### 练习说明
根据下面关于数字经济避税的引用段落,形如搜索引擎的信息企业靠什么方式规避来源国的税收?

══ 引用段落 ══

然而不同于数字化程度更高的搜索引擎等企业,利用交易模式数字化进行避税的企业虽然实现了交易过程数字化,但其经营离不开仓库物流等物理存在。因此,对此类企业的反避税管理应该从数字实体的标准认定与常设机构经济实质的方向入手,从实质重于形式的角度出发,把握判断跨国企业在来源国实际存在的经济实体。

(二)交易过程数字化

数字经济的发展不仅带来实体经济虚拟化的趋势,也随之带动一系列数字产业和高数字化程度的跨国企业发展。数字化程度高的企业(如雅虎、谷歌这样的搜索引擎类型的企业)和有形实体的联结度大大下降,企业可以通过提升数字化交易比重、虚拟经营和远程控制等手段,规避构成常设机构,从而进一步规避在来源国的税收义务。印度花商与谷歌、雅虎等搜索引擎的案例就是跨国数字企业利用虚拟实体进行税收筹划的成功实践。

Right Florist是一家位于印度的花商(下称印度花商),[9]利用诸如本案中所述的谷歌和雅虎等搜索引擎从事商业推广和交易活动。印度花商通过与谷歌、雅虎的地区总部订立自动化合同签署,无人工参与在线合同达成协议,当搜索引擎公司在印度的客户通过搜索引擎查询关键词时,搜索引擎将优先显示花商的相关信息,以达到推广的作用。

本案以传统广告行业在交易模式数据化后的避税方式为切入点,由此引发对数字化程度高的跨境企业避税模式的思考。上述案例表示在数字经济背景下,形如搜索引擎的信息企业可以通过规避设立代理机构而通过线上自动订立合同而规避来源国的税收。印度花商与谷歌雅虎的案例体现了传统常设机构原则面对数字化交易模式的局限性,传统的判断因素,无论是依托于物理存在的有形经营场所标准或是依托于人工的代理形常设机构标准在面对高数字化、高自动化的信息企业时难免捉襟见肘,而这一局限性造成了整体税基的侵蚀以及来源国和居民国之间税收利益分配不均的状况。

═══
══ 所给数据 ══

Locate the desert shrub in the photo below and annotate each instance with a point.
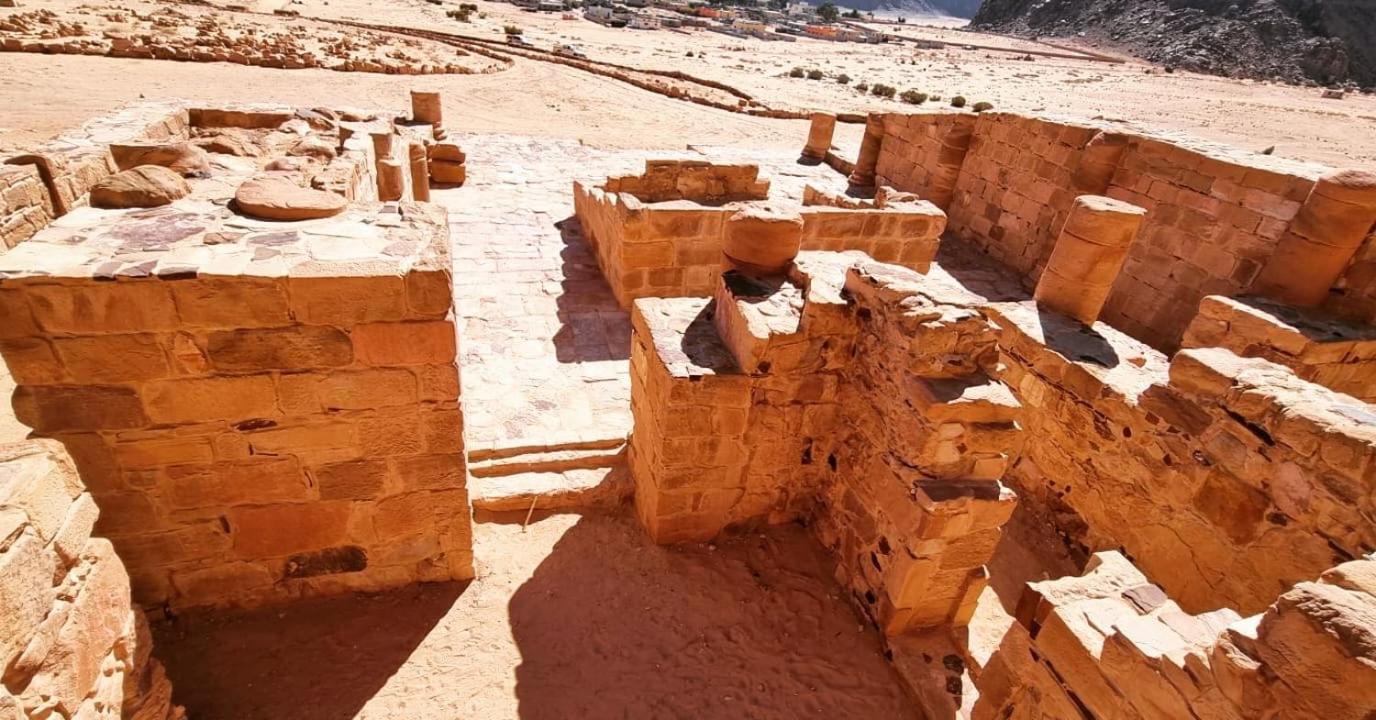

═══

### 练习结果
规避设立代理机构,通过线上自动订立合同。